Task statement =>
Reproduce the material below word for word, keeping every line and its spacing unchanged.

Data supplied =>
## START

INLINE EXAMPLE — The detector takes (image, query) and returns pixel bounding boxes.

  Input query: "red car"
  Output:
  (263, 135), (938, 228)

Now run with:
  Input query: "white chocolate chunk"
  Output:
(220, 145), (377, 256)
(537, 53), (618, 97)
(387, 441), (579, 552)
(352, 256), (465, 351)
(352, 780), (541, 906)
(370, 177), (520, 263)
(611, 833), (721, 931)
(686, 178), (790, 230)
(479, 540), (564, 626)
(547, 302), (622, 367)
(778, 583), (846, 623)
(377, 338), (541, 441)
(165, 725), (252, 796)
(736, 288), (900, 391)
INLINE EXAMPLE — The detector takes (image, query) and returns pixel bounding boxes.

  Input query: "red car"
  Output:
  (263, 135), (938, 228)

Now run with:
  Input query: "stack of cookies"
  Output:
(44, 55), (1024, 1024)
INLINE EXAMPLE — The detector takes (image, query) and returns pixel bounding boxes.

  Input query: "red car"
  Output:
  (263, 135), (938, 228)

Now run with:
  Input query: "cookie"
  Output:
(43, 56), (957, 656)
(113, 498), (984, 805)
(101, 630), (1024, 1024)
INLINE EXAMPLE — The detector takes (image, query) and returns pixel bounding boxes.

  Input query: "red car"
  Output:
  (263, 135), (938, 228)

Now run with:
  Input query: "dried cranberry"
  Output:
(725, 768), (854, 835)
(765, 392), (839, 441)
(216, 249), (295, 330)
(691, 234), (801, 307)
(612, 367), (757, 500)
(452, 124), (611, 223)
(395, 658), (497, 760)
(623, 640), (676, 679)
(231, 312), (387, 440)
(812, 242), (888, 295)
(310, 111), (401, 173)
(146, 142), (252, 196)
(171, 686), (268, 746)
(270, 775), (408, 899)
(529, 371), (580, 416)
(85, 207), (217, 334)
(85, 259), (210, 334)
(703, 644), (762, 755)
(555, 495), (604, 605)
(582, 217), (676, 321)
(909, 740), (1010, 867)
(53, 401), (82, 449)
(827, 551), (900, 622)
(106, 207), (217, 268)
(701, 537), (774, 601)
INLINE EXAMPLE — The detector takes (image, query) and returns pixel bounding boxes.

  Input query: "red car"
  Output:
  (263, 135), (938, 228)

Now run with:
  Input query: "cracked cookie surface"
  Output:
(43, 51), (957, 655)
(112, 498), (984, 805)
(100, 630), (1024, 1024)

## END

Worked answer =>
INLINE EXAMPLE — The detector takes (image, query) and returns pixel bounding boxes.

  Input query: "red car"
  Output:
  (263, 135), (938, 228)

Now run with:
  Input query: "white chocolate chunk"
  Output:
(220, 145), (377, 256)
(537, 53), (618, 97)
(387, 441), (579, 552)
(352, 256), (465, 351)
(352, 780), (541, 906)
(370, 177), (520, 263)
(611, 833), (721, 931)
(686, 178), (790, 230)
(479, 540), (564, 626)
(547, 302), (622, 367)
(778, 583), (846, 623)
(377, 338), (541, 441)
(165, 725), (252, 796)
(736, 288), (900, 391)
INLINE EXAMPLE — The detector takes (image, query) and returns pixel bounding boxes.

  Input query: "red car"
  Output:
  (263, 135), (938, 228)

Now run with:
  Input query: "stack of cookies"
  Output:
(44, 55), (1024, 1024)
INLINE EXAMPLE — The detector takes (image, query) and returns pixel bounding boxes.

  Input query: "red car"
  Output:
  (263, 135), (938, 228)

Now run with:
  Input query: "cookie"
  Output:
(43, 56), (957, 656)
(113, 498), (984, 805)
(101, 630), (1024, 1024)
INLINE EXAMPLE — The detector takes (image, query) and returns pixel bounding boxes.

  Input query: "red car"
  Output:
  (263, 135), (938, 228)

Now run with:
  Input query: "dried cranberry"
  Output:
(725, 768), (854, 835)
(765, 392), (839, 441)
(216, 249), (295, 330)
(691, 234), (801, 307)
(612, 367), (757, 500)
(452, 124), (611, 223)
(395, 658), (497, 760)
(623, 640), (676, 679)
(231, 312), (387, 440)
(812, 242), (888, 295)
(310, 111), (401, 173)
(146, 142), (252, 196)
(171, 686), (268, 746)
(270, 775), (408, 899)
(529, 371), (580, 416)
(85, 207), (217, 334)
(85, 259), (210, 334)
(703, 644), (762, 755)
(555, 495), (604, 605)
(582, 217), (676, 321)
(909, 740), (1010, 867)
(53, 401), (82, 449)
(827, 551), (900, 622)
(106, 207), (217, 268)
(701, 537), (774, 601)
INLINE EXAMPLE — The detector takes (image, query) and returns pixel bounding boxes.

  Input query: "red car"
  Output:
  (263, 135), (938, 228)

Now run with:
  Input query: "cracked cookie surface"
  Output:
(43, 51), (957, 655)
(112, 498), (984, 805)
(100, 630), (1024, 1024)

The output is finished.